Starting at the line that holds "For the benchmark, mark every instance of the ocean in", set down each line through the end of the listing, exactly as written and with nothing added.

-- -- --

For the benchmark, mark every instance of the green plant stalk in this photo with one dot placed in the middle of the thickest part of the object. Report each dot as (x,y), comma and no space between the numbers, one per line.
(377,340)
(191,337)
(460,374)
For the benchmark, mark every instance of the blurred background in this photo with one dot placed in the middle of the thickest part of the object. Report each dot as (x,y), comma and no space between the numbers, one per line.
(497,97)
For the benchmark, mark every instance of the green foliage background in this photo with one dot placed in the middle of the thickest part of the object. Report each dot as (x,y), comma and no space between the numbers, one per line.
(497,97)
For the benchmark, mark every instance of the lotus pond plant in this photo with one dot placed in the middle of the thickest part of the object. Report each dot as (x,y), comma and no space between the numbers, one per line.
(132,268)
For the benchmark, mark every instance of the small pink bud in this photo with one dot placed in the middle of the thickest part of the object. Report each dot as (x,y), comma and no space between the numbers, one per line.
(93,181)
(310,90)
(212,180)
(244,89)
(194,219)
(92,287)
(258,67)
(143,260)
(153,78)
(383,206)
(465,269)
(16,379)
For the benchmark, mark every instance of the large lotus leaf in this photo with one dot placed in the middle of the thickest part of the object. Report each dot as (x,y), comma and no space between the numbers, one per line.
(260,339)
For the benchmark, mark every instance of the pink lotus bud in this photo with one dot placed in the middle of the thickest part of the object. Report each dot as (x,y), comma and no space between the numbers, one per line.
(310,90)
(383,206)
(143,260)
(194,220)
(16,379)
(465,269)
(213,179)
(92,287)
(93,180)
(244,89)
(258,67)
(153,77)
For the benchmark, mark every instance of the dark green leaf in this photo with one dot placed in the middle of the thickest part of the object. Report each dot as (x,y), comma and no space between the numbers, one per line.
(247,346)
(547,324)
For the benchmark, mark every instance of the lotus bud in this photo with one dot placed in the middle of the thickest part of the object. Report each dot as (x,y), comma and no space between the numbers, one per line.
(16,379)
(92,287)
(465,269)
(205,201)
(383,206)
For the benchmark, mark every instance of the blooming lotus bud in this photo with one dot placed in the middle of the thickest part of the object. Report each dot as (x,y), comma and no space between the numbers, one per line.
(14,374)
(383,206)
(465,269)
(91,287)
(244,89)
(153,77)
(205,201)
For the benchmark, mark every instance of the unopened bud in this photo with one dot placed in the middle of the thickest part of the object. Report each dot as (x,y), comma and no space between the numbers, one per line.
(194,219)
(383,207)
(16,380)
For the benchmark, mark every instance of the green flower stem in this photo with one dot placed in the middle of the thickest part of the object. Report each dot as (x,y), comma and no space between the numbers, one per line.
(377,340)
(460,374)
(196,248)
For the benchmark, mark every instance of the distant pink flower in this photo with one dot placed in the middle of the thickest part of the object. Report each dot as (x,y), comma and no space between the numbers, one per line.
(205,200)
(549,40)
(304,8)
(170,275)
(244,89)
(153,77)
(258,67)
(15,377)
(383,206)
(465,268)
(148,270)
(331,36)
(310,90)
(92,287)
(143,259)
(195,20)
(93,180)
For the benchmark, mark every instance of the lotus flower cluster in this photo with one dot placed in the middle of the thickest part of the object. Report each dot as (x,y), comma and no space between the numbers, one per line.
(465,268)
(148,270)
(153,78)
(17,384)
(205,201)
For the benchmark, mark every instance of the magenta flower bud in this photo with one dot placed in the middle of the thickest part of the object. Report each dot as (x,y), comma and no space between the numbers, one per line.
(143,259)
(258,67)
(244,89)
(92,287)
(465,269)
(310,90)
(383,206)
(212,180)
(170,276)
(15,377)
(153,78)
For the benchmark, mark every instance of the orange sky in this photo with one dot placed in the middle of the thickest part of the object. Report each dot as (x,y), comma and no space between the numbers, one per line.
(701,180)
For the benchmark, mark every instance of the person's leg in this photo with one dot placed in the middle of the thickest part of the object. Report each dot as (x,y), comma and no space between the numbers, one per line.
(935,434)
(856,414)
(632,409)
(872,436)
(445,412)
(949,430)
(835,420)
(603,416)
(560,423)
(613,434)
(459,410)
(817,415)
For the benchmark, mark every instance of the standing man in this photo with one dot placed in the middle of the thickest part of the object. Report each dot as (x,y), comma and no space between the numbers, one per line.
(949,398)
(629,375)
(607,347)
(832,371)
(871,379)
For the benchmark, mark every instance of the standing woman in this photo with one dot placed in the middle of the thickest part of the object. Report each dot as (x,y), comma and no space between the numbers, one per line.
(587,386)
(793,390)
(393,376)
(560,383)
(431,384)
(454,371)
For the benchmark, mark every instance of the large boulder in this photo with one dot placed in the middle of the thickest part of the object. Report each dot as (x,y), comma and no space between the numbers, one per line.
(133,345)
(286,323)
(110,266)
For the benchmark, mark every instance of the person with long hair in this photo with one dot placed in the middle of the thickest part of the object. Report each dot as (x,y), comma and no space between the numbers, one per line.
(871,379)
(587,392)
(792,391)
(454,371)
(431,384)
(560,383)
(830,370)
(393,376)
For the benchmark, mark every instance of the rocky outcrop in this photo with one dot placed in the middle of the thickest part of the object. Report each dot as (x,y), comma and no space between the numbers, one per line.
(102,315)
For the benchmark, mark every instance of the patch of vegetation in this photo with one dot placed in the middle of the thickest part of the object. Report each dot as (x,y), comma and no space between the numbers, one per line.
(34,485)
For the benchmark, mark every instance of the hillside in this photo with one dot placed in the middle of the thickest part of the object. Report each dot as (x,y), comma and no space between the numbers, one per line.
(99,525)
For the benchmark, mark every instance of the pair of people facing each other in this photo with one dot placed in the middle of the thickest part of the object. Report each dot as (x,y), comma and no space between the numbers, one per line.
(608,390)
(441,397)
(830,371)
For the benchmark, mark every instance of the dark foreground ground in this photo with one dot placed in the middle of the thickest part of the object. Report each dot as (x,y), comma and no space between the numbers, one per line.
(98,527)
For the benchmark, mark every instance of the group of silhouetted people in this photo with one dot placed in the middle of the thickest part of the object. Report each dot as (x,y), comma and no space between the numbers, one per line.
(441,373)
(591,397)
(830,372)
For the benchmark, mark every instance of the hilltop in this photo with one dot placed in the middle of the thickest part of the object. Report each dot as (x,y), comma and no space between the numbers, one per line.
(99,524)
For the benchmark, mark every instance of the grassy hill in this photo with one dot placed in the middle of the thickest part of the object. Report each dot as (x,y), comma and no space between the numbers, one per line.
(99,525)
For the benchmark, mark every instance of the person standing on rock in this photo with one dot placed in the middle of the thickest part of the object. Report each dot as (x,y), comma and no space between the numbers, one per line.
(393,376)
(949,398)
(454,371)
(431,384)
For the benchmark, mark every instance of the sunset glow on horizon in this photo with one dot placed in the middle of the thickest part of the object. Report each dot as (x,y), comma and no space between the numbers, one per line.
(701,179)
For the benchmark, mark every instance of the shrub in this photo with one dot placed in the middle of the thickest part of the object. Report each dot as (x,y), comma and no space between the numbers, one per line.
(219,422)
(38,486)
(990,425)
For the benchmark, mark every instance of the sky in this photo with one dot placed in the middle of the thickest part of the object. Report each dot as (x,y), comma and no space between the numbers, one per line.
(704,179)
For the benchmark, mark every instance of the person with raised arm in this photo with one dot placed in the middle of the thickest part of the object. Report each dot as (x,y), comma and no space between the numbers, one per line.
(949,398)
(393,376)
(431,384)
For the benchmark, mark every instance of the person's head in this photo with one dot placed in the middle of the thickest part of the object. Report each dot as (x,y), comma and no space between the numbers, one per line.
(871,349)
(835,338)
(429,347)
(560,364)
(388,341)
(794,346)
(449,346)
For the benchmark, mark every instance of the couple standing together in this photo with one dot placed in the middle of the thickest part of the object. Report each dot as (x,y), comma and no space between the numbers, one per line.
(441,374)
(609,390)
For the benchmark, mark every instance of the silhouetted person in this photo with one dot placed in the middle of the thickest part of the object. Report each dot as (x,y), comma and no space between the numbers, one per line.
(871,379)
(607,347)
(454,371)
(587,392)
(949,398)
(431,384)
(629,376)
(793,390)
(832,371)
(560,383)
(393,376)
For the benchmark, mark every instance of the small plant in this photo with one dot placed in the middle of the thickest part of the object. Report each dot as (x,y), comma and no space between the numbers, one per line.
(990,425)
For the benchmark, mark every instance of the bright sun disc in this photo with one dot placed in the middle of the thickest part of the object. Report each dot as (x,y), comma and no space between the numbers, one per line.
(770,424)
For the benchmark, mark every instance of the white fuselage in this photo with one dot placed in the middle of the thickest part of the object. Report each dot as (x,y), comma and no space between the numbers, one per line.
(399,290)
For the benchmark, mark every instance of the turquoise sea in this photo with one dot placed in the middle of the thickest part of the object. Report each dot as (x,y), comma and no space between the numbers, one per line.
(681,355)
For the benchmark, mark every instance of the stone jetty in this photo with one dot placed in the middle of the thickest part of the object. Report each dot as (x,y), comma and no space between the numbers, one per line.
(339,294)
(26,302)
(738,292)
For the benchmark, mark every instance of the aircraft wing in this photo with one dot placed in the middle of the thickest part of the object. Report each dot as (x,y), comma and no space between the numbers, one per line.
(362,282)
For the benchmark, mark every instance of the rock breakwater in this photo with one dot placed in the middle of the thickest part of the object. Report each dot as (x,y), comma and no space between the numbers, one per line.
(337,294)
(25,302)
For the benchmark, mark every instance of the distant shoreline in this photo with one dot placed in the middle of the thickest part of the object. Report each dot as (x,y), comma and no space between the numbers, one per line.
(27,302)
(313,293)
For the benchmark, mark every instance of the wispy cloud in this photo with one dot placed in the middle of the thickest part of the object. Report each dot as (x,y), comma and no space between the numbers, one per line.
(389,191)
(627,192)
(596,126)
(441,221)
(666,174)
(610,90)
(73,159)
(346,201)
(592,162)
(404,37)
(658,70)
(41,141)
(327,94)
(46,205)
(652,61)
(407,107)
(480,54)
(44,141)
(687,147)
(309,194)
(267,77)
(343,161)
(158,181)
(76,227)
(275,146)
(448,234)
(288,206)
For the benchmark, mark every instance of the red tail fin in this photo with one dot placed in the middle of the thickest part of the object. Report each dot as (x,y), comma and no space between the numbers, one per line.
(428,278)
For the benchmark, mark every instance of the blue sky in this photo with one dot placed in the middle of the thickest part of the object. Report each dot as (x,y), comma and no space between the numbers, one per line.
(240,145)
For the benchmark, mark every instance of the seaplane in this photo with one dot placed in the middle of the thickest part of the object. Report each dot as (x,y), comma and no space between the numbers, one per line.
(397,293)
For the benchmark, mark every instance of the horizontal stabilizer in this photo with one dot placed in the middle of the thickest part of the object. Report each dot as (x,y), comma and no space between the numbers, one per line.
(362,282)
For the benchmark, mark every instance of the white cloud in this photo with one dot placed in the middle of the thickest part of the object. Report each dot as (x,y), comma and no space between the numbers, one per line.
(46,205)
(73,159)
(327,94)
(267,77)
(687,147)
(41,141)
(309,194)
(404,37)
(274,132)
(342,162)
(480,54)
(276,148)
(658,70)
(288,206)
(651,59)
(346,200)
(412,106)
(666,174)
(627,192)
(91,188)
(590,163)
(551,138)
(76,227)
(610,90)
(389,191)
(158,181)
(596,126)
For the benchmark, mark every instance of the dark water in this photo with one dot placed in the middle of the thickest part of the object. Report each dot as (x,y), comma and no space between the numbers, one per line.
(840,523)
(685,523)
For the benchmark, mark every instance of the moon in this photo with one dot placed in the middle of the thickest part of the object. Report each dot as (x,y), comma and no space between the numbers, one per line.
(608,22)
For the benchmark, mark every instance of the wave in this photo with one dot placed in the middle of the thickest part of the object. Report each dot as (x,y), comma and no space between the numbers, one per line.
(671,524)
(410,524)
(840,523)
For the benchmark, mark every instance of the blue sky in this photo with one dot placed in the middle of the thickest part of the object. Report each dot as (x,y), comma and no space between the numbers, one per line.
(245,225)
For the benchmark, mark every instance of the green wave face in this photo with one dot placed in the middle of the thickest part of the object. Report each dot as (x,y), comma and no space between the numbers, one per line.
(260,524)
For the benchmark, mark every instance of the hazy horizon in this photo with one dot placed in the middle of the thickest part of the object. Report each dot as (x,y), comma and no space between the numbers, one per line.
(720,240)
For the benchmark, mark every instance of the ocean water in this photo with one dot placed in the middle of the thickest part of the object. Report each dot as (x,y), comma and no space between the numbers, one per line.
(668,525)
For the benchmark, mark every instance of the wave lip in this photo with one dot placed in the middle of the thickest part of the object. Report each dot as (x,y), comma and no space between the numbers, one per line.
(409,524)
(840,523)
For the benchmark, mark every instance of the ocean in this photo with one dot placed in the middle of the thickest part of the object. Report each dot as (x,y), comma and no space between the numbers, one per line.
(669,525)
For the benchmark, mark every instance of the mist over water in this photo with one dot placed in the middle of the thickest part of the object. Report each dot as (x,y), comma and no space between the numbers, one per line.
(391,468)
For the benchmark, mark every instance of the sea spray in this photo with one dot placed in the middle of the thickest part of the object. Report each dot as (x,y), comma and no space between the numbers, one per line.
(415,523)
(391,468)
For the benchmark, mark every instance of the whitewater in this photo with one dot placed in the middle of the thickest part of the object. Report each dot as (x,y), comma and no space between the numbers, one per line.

-- -- --

(Written response):
For the benchmark, mark every instance of the ocean in this photo with one dot placed in the middle of the thickest part of the object. Report each dot as (x,y), comma and no space between the numbers, one per line.
(669,525)
For the benchmark, mark every instance of the mist over water in this photo with one dot placed in the middle of the thickest part of the object. Report each dot as (x,y), comma and no space between the numbers, one per line.
(391,468)
For the benchmark, mark every instance of the sea spray in this photo with one dot placed in the middle of the thickest part of the object. Report each dot as (x,y), comma and no space between the numbers, one per line.
(415,523)
(391,468)
For the benchmark, mark every instance of the whitewater in this photo with one dot placed in the middle of the thickest part of the object. Report each dot as (x,y), comma and no space between the numbers, one per line.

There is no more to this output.